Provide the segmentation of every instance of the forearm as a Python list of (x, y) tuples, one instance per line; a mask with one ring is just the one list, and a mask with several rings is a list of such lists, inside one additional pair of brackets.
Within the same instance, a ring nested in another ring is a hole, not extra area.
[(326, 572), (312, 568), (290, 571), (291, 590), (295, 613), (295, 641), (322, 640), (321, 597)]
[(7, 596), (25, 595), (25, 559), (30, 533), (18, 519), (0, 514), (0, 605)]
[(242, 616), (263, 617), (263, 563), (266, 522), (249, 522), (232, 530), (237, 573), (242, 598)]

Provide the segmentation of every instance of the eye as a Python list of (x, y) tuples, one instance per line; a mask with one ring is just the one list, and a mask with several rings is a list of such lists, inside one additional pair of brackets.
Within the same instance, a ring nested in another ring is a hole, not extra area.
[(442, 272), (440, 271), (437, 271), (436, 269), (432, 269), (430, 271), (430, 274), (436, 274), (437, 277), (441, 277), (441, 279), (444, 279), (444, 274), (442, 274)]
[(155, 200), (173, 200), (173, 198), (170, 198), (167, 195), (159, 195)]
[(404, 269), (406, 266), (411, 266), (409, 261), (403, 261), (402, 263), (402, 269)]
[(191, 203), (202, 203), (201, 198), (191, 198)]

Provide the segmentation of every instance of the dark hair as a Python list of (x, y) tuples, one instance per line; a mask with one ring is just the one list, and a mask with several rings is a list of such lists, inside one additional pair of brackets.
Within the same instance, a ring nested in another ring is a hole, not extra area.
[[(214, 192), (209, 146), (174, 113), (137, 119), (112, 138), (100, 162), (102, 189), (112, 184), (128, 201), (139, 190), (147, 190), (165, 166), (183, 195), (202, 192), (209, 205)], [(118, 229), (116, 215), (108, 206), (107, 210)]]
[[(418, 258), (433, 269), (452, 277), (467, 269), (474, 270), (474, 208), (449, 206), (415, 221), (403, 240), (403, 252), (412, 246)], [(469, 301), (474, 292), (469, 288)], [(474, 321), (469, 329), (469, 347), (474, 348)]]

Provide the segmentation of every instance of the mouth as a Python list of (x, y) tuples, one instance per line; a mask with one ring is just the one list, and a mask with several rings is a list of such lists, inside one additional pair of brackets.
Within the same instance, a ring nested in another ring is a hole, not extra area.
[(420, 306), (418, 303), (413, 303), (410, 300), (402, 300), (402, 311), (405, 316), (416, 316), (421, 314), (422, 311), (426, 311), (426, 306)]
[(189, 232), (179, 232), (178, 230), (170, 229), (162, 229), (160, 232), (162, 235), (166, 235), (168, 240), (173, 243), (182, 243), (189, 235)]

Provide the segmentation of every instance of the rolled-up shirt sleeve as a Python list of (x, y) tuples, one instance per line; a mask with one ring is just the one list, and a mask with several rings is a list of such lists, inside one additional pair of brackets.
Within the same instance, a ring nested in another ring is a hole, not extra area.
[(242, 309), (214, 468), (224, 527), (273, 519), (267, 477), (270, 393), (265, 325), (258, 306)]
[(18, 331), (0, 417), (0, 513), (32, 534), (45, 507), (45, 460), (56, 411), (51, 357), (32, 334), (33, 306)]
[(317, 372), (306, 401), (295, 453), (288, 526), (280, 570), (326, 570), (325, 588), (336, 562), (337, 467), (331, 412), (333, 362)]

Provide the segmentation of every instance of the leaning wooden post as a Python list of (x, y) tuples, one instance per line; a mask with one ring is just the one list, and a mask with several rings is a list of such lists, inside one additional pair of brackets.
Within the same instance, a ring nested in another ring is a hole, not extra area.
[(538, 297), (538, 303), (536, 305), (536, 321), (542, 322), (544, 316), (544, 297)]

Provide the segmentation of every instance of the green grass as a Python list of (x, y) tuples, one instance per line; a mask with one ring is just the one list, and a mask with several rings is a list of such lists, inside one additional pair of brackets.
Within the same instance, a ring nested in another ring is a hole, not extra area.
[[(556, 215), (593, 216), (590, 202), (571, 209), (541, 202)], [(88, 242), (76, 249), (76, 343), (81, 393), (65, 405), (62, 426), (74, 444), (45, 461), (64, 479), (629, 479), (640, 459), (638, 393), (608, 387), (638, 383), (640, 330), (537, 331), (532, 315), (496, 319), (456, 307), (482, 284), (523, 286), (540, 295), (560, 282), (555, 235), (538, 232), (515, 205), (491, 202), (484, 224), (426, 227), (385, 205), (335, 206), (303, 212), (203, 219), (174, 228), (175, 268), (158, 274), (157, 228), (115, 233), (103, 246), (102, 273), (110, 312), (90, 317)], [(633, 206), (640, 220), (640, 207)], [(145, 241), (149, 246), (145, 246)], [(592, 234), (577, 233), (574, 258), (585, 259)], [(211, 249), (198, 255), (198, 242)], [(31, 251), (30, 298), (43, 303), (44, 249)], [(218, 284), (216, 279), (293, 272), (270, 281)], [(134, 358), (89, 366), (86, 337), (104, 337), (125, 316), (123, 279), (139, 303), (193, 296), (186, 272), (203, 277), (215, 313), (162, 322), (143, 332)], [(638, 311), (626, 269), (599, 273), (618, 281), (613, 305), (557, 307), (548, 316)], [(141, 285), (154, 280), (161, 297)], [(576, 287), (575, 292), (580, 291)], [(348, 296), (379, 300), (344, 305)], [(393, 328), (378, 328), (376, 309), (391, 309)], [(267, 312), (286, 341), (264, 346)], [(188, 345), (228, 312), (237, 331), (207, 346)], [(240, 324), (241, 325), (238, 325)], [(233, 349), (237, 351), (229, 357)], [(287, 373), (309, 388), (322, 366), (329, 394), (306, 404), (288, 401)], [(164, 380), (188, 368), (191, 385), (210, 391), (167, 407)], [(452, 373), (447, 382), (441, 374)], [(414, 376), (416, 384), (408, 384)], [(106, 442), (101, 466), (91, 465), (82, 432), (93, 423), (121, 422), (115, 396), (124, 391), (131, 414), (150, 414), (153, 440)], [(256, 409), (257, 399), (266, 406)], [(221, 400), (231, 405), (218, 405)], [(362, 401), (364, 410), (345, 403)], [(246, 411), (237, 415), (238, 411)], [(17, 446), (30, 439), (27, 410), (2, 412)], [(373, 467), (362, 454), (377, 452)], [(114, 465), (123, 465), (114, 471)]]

_Try it_: Write the data from above out again, exactly.

_Answer space_:
Provide the segmentation of every instance of the forearm as a Python list of (x, y) tuples, one instance per line; a mask with one ring is just the one list, and a mask with several rings is a list of such lists, inside one additional pair of brackets.
Within the same instance, a ring nested in another ring is a hole, not extra area.
[(326, 572), (312, 568), (290, 571), (291, 590), (295, 613), (295, 641), (322, 640), (321, 597)]
[(7, 596), (25, 595), (25, 559), (30, 533), (18, 519), (0, 514), (0, 605)]
[(242, 616), (263, 617), (263, 563), (266, 522), (249, 522), (232, 530), (237, 573), (242, 598)]

Provide the segmentation of every instance of the eye as a Python list of (x, y) tuples, one instance per line; a mask with one ring is just the one list, and a mask with several rings is a list of such lists, inside one additional pair of brackets.
Within the same instance, a ring nested in another ring is a hole, not extra area.
[(442, 272), (440, 271), (437, 271), (436, 269), (432, 269), (430, 271), (430, 274), (436, 274), (437, 277), (441, 277), (441, 279), (444, 279), (444, 274), (442, 274)]
[(155, 200), (173, 200), (173, 198), (170, 198), (167, 195), (159, 195)]
[(404, 269), (406, 266), (411, 266), (409, 261), (403, 261), (402, 263), (402, 269)]
[(191, 203), (202, 203), (201, 198), (191, 198)]

Provide the segmentation of every instance of the dark hair as a Python list of (x, y) tuples, one instance per line; a mask with one ring is just the one list, and a mask with several rings is a list of such lists, inside one additional pair of brackets.
Within the same instance, a ring nested in another ring is a hole, not extra area.
[[(214, 192), (209, 146), (174, 113), (137, 119), (112, 138), (100, 162), (102, 189), (112, 184), (128, 201), (139, 190), (147, 190), (165, 166), (183, 195), (202, 192), (209, 205)], [(118, 229), (116, 215), (108, 206), (107, 210)]]
[[(418, 258), (433, 269), (452, 277), (467, 269), (474, 270), (474, 208), (449, 206), (415, 221), (403, 240), (403, 252), (412, 246)], [(469, 301), (474, 292), (469, 288)], [(474, 321), (469, 329), (469, 347), (474, 348)]]

Provide the segmentation of every instance of the mouth as a Python list of (x, y) tuples, one instance per line; a mask with one ring is just the one list, and a mask with several rings is a list of such lists, inside one additional pair of brackets.
Within the same instance, a ring nested in another ring is a hole, not extra area.
[(420, 306), (418, 303), (413, 303), (410, 300), (402, 300), (402, 311), (405, 316), (416, 316), (421, 314), (422, 311), (426, 311), (426, 306)]
[(189, 232), (179, 232), (178, 230), (170, 229), (162, 229), (160, 232), (162, 235), (166, 235), (168, 240), (173, 243), (182, 243), (189, 235)]

Provide the segmentation of every instance of the rolled-up shirt sleeve as a Python list of (x, y) tuples, one instance per line; a mask with one ring is just the one list, and a mask with several rings is a list of such lists, inside one additional pair of brackets.
Within the same instance, a ring nested in another ring is a hole, not extra area.
[(242, 309), (214, 468), (224, 527), (273, 519), (267, 477), (270, 393), (265, 325), (258, 306)]
[(18, 331), (0, 417), (0, 513), (32, 534), (45, 507), (45, 460), (56, 411), (51, 357), (32, 334), (33, 306)]
[(317, 372), (306, 401), (295, 453), (288, 526), (280, 570), (326, 570), (325, 588), (336, 562), (337, 467), (331, 412), (333, 362)]

Provide the segmentation of every instance of the leaning wooden post as a Python list of (x, y) tuples, one instance per line; a mask with one ring is just the one list, and a mask with several rings is a list of such lists, inside one additional pair of brackets.
Within the same instance, a ring nested in another ring is a hole, not extra area.
[(538, 297), (538, 303), (536, 305), (536, 321), (542, 322), (544, 316), (544, 297)]

Provide the segmentation of every instance of the green grass as a Python list of (x, y) tuples, one instance per line; a mask with one ring is just the one list, and a mask with several rings is a list of such lists, inside one additional pair of brackets.
Within the same instance, a ring nested in another ring is a hole, not extra area.
[[(556, 215), (593, 216), (590, 202), (571, 209), (541, 202)], [(88, 242), (76, 249), (76, 343), (81, 393), (65, 405), (62, 426), (74, 444), (45, 461), (64, 479), (629, 479), (640, 459), (638, 393), (608, 387), (638, 383), (640, 330), (537, 331), (532, 315), (496, 319), (456, 307), (482, 284), (523, 286), (540, 295), (560, 282), (555, 235), (538, 232), (515, 205), (491, 202), (484, 224), (426, 227), (385, 205), (335, 206), (303, 212), (203, 219), (174, 228), (175, 268), (158, 274), (157, 228), (115, 233), (103, 246), (102, 273), (110, 312), (90, 317)], [(633, 206), (640, 220), (640, 207)], [(145, 241), (149, 246), (145, 246)], [(592, 234), (577, 233), (574, 258), (585, 259)], [(211, 249), (198, 255), (198, 242)], [(31, 251), (30, 298), (43, 303), (44, 249)], [(218, 284), (216, 279), (293, 272), (270, 281)], [(134, 358), (89, 366), (86, 337), (104, 337), (125, 316), (123, 279), (139, 303), (193, 296), (186, 272), (203, 277), (215, 313), (162, 322), (143, 332)], [(638, 311), (626, 269), (599, 273), (618, 281), (613, 305), (557, 307), (548, 316)], [(141, 285), (154, 280), (161, 297)], [(576, 287), (575, 292), (580, 291)], [(348, 296), (379, 300), (344, 305)], [(393, 328), (378, 328), (376, 309), (391, 309)], [(267, 312), (286, 341), (264, 346)], [(188, 345), (228, 312), (237, 331), (207, 346)], [(240, 324), (241, 325), (238, 325)], [(233, 349), (237, 351), (229, 357)], [(287, 373), (309, 388), (322, 366), (329, 394), (306, 404), (288, 401)], [(164, 380), (188, 368), (191, 385), (210, 391), (167, 407)], [(452, 373), (447, 382), (441, 374)], [(414, 376), (416, 384), (408, 384)], [(106, 442), (101, 466), (91, 465), (82, 432), (93, 423), (121, 422), (115, 396), (124, 391), (131, 414), (150, 414), (153, 440)], [(256, 409), (257, 399), (266, 406)], [(221, 400), (231, 405), (218, 405)], [(362, 401), (364, 410), (345, 403)], [(246, 411), (237, 415), (238, 411)], [(17, 446), (30, 439), (27, 410), (2, 412)], [(373, 467), (362, 454), (377, 452)], [(114, 465), (123, 465), (114, 471)]]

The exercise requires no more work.